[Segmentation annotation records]
■ ■ ■ ■ ■ ■ ■

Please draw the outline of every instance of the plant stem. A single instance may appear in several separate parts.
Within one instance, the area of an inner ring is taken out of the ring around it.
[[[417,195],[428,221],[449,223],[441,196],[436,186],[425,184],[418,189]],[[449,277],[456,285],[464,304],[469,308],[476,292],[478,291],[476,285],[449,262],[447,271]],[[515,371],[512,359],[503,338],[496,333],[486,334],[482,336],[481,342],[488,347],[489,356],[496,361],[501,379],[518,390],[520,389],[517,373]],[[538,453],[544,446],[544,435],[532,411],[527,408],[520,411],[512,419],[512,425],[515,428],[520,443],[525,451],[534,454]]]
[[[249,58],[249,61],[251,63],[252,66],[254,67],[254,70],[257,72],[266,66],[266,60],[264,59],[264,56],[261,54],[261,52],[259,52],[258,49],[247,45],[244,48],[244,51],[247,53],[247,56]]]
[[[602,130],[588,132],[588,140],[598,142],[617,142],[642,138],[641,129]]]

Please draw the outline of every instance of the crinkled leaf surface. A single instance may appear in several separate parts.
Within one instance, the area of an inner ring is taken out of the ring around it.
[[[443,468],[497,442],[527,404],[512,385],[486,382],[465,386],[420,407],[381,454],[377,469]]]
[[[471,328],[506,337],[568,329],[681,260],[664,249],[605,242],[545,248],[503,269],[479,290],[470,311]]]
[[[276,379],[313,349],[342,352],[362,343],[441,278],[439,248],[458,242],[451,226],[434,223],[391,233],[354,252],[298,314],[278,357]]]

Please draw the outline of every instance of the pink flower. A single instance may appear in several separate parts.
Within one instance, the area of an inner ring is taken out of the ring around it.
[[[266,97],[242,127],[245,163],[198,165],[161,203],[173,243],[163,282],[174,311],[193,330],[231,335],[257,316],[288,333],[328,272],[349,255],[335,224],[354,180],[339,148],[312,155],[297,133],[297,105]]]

■ ■ ■ ■ ■ ■ ■

### The task
Render all the rows above as a two-column CSV with the headers text and answer, giving each row one line. Put each field in quotes and replace any line breaks with spaces.

### Written response
text,answer
"Please draw the outline of every instance of the plant stem. A single instance may appear in several separate parts. Within one instance, the area of an inner ring is taken out of the ring around it.","[[[417,195],[428,221],[449,223],[441,196],[436,186],[425,184],[418,189]],[[449,277],[456,285],[464,304],[469,308],[476,292],[478,291],[476,285],[449,262],[447,271]],[[515,371],[512,359],[503,338],[496,333],[486,334],[482,336],[481,342],[488,347],[489,356],[496,361],[501,379],[518,390],[520,389],[517,373]],[[538,453],[544,446],[544,435],[532,411],[527,408],[520,411],[512,419],[512,425],[515,428],[520,443],[525,451],[534,454]]] [[[249,58],[249,61],[251,63],[252,66],[254,67],[254,70],[257,72],[266,66],[266,60],[264,59],[264,56],[261,54],[261,52],[259,52],[258,49],[247,45],[244,48],[244,51],[247,53],[247,56]]] [[[602,130],[588,132],[588,140],[598,142],[617,142],[642,138],[641,129]]]"
"Please draw the outline of every instance of the crinkled leaf surface. A single instance may appear in several separate parts. Within one instance, the area of an inner ring is taken out of the ring around it.","[[[443,468],[497,442],[527,404],[512,385],[486,382],[465,386],[420,407],[381,454],[377,469]]] [[[471,328],[506,337],[568,329],[681,260],[664,249],[605,242],[545,248],[503,269],[479,290],[470,311]]] [[[276,379],[313,349],[342,352],[362,343],[441,278],[439,248],[458,242],[451,226],[434,223],[391,233],[354,252],[298,314],[278,357]]]"
"Please draw the outline of every instance of the pink flower. A single instance may appear in several separate parts. Within one instance, the area of an inner ring is taken out of the ring around it.","[[[266,97],[242,127],[245,163],[198,165],[161,203],[173,243],[163,282],[174,311],[193,330],[231,335],[257,316],[288,333],[328,272],[349,255],[335,224],[354,180],[339,148],[312,155],[297,133],[297,105]]]"